Gather each line of the items below that contains the string "rock", and copy every such line in full.

:: Supplied data ::

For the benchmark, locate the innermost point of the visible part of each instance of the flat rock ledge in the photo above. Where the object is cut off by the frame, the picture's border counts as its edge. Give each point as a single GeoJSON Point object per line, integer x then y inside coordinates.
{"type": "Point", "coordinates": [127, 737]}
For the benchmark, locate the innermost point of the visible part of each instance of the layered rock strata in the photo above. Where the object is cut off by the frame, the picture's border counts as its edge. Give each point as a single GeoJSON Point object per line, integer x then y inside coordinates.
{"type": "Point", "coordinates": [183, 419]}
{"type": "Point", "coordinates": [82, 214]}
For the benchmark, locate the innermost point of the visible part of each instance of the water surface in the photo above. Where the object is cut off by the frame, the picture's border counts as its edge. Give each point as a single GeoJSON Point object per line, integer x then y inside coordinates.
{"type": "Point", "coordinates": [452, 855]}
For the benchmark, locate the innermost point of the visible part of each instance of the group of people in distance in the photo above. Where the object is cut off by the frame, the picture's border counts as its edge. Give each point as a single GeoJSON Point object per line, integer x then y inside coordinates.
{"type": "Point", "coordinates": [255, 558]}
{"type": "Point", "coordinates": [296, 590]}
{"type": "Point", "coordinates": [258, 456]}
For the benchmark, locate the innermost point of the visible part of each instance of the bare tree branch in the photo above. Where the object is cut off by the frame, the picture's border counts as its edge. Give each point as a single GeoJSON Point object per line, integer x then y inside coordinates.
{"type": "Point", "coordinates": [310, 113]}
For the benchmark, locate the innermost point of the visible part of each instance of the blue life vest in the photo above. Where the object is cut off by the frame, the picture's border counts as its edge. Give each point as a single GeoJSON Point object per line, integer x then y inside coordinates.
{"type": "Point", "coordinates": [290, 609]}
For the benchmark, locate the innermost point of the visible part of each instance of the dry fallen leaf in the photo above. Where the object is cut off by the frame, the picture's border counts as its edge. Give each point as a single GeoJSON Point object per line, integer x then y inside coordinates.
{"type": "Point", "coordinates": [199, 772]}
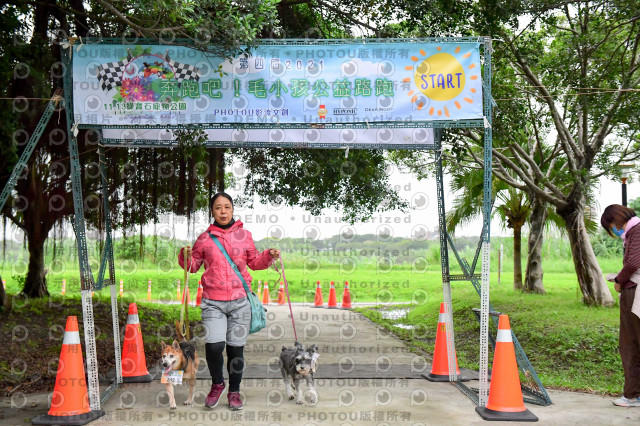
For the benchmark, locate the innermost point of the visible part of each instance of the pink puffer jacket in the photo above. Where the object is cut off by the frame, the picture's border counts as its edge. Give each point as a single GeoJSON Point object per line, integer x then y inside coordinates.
{"type": "Point", "coordinates": [219, 282]}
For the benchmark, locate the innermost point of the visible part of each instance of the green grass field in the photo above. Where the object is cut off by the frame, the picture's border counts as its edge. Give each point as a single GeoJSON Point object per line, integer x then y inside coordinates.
{"type": "Point", "coordinates": [570, 345]}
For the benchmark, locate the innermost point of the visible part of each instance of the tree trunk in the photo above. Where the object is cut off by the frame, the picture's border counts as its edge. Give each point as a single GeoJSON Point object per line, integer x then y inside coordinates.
{"type": "Point", "coordinates": [533, 276]}
{"type": "Point", "coordinates": [35, 285]}
{"type": "Point", "coordinates": [592, 284]}
{"type": "Point", "coordinates": [517, 257]}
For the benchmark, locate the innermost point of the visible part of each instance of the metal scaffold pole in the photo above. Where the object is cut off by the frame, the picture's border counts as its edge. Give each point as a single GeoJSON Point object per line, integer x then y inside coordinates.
{"type": "Point", "coordinates": [86, 277]}
{"type": "Point", "coordinates": [486, 243]}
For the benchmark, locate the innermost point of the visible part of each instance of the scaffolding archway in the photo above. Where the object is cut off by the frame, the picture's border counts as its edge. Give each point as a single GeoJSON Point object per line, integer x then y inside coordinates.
{"type": "Point", "coordinates": [221, 134]}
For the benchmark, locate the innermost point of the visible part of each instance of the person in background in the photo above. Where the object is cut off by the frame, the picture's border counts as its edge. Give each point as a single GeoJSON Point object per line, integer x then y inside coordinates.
{"type": "Point", "coordinates": [226, 312]}
{"type": "Point", "coordinates": [621, 221]}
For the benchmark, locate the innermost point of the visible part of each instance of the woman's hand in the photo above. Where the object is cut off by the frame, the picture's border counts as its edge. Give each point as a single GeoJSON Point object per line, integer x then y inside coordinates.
{"type": "Point", "coordinates": [186, 252]}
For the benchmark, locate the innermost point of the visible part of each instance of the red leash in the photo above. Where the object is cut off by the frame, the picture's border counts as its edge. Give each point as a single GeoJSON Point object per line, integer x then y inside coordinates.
{"type": "Point", "coordinates": [286, 289]}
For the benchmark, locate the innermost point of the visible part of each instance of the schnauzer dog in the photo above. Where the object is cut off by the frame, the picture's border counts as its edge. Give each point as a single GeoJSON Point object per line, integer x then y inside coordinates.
{"type": "Point", "coordinates": [298, 363]}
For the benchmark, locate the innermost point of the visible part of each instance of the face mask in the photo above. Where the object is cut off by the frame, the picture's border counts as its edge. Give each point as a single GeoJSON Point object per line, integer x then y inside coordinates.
{"type": "Point", "coordinates": [617, 231]}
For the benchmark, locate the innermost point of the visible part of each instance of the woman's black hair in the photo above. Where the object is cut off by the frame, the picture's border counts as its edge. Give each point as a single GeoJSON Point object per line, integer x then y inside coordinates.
{"type": "Point", "coordinates": [221, 194]}
{"type": "Point", "coordinates": [615, 215]}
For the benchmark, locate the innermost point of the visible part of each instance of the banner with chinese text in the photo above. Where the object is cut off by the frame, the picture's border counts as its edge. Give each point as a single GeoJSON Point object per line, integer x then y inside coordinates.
{"type": "Point", "coordinates": [300, 84]}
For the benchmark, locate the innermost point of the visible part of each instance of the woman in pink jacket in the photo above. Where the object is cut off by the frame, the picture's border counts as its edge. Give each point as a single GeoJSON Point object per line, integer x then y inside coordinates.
{"type": "Point", "coordinates": [226, 312]}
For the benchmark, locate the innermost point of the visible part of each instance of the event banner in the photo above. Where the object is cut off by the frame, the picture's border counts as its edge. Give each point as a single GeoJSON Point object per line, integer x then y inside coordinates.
{"type": "Point", "coordinates": [286, 84]}
{"type": "Point", "coordinates": [329, 138]}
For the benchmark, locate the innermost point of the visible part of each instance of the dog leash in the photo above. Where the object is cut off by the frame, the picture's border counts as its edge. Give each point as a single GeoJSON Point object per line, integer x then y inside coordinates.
{"type": "Point", "coordinates": [184, 309]}
{"type": "Point", "coordinates": [286, 290]}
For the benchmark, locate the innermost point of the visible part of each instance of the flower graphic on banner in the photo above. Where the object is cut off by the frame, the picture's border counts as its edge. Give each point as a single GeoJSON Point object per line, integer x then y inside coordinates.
{"type": "Point", "coordinates": [143, 76]}
{"type": "Point", "coordinates": [445, 78]}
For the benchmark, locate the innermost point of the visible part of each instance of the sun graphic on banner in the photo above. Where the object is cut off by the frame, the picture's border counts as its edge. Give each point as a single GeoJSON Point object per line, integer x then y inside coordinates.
{"type": "Point", "coordinates": [441, 77]}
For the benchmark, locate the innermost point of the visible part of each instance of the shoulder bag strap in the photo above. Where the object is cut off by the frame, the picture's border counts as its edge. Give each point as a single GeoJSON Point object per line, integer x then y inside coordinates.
{"type": "Point", "coordinates": [231, 262]}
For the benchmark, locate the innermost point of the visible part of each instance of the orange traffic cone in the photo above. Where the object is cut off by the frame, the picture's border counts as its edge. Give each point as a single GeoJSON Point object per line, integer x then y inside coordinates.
{"type": "Point", "coordinates": [318, 303]}
{"type": "Point", "coordinates": [70, 399]}
{"type": "Point", "coordinates": [199, 295]}
{"type": "Point", "coordinates": [134, 365]}
{"type": "Point", "coordinates": [346, 296]}
{"type": "Point", "coordinates": [333, 299]}
{"type": "Point", "coordinates": [440, 367]}
{"type": "Point", "coordinates": [505, 394]}
{"type": "Point", "coordinates": [281, 300]}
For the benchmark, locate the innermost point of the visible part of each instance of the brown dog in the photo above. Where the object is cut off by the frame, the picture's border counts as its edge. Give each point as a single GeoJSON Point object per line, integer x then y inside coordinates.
{"type": "Point", "coordinates": [180, 356]}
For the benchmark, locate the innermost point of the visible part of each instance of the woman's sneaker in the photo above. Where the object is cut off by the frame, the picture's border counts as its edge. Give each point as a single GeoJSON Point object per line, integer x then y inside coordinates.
{"type": "Point", "coordinates": [235, 402]}
{"type": "Point", "coordinates": [214, 395]}
{"type": "Point", "coordinates": [626, 402]}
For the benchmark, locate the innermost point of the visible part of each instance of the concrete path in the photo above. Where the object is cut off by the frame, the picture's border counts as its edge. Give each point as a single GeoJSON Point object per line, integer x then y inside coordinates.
{"type": "Point", "coordinates": [365, 376]}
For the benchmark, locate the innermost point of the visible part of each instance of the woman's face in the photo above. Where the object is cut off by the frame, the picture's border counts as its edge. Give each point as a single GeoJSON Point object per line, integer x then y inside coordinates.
{"type": "Point", "coordinates": [222, 210]}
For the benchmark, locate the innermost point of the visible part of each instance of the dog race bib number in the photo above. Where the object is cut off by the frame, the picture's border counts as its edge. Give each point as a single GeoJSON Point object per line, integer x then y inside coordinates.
{"type": "Point", "coordinates": [174, 376]}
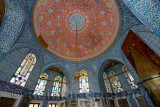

:::

## Response:
For the benchmark, locate the innermost point of the visible part of each instance of the flat rock ledge in the photo above. Where the object is cut off by the frame, the picture's border counts as its edge. Give each point as a single GeoJSON Point object per line, integer x then y inside coordinates.
For the benchmark, locate the innermost point of the visible part of each instance of the layered rock strata in the photo above. Where the object is cut off by the frame, the picture's border counts as its edge. Give each point as a single GeoJSON Point object per line, integer x then y inside coordinates.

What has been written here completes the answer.